Task requirements: Please transcribe every record below exactly, leaving out the pictures.

Collected data entries:
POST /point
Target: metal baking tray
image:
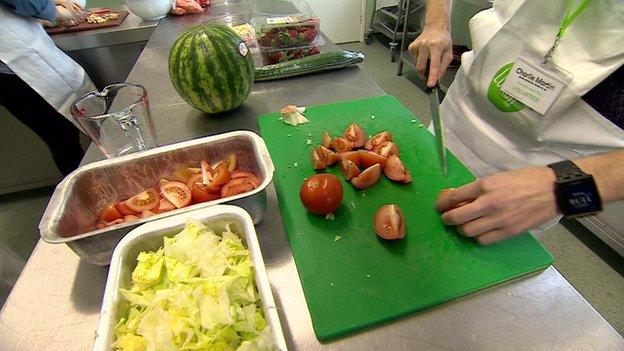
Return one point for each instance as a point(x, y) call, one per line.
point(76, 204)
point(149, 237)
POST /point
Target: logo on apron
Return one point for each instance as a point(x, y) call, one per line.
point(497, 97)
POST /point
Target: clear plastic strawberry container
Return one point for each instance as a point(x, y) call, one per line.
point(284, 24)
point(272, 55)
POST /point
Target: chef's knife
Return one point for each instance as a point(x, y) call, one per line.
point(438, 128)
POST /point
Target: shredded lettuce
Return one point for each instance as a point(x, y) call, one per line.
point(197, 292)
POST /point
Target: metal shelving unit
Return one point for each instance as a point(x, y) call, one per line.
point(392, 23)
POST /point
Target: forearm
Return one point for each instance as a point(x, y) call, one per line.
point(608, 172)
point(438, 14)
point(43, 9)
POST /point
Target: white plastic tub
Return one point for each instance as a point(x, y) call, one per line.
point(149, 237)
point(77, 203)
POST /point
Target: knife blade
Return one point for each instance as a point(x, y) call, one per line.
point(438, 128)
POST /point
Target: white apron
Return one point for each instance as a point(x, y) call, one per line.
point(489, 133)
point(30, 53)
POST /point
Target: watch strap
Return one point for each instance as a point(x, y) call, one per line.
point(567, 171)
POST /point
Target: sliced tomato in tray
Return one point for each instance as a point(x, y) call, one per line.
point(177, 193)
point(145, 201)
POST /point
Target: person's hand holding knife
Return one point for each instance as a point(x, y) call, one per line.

Expected answer:
POST /point
Target: metal baking tray
image:
Return one point for each instance as a point(x, y) call, one per line.
point(76, 204)
point(149, 237)
POST /point
Target: logo on apron
Return one point for each instance as a point(x, y) call, one per line.
point(497, 97)
POST /point
Target: clear plastic strawberry container
Return one point for each instance as a point(x, y) call, one per line.
point(284, 24)
point(272, 55)
POST /point
Target: chef's knife
Return one point for each instance as a point(x, y) call, one per line.
point(438, 128)
POST /point
Target: shredded lettuce
Return one point for each instance as a point(x, y) call, one per line.
point(197, 292)
POST /point
Target: metal shelving unit
Return one point for each instance as a point(x, y) call, one per line.
point(392, 23)
POST /point
Target: forearm
Return one point for each instance as a point(x, y) call, one per line.
point(608, 172)
point(438, 14)
point(43, 9)
POST /point
Target: white plastic tub
Return one point for each instance as a point(x, y) call, one per line.
point(149, 237)
point(77, 203)
POST /point
Target: knife blade
Return one point for each instance as a point(x, y) call, one per line.
point(438, 128)
POST /point
Target: white apron
Return one point for each instance as a point(x, y) call, one per line.
point(489, 133)
point(30, 53)
POST /point
Target: watch strap
Return one point for each instance as a point(x, y) call, one per line.
point(567, 171)
POST /point
Target: sliced tomato in tray
Return one point for each instance as a point(x, y) call, one per line.
point(177, 193)
point(145, 201)
POST /point
Target: person's hand holding knife
Return one point for each instance as a point(x, y) call, one per line.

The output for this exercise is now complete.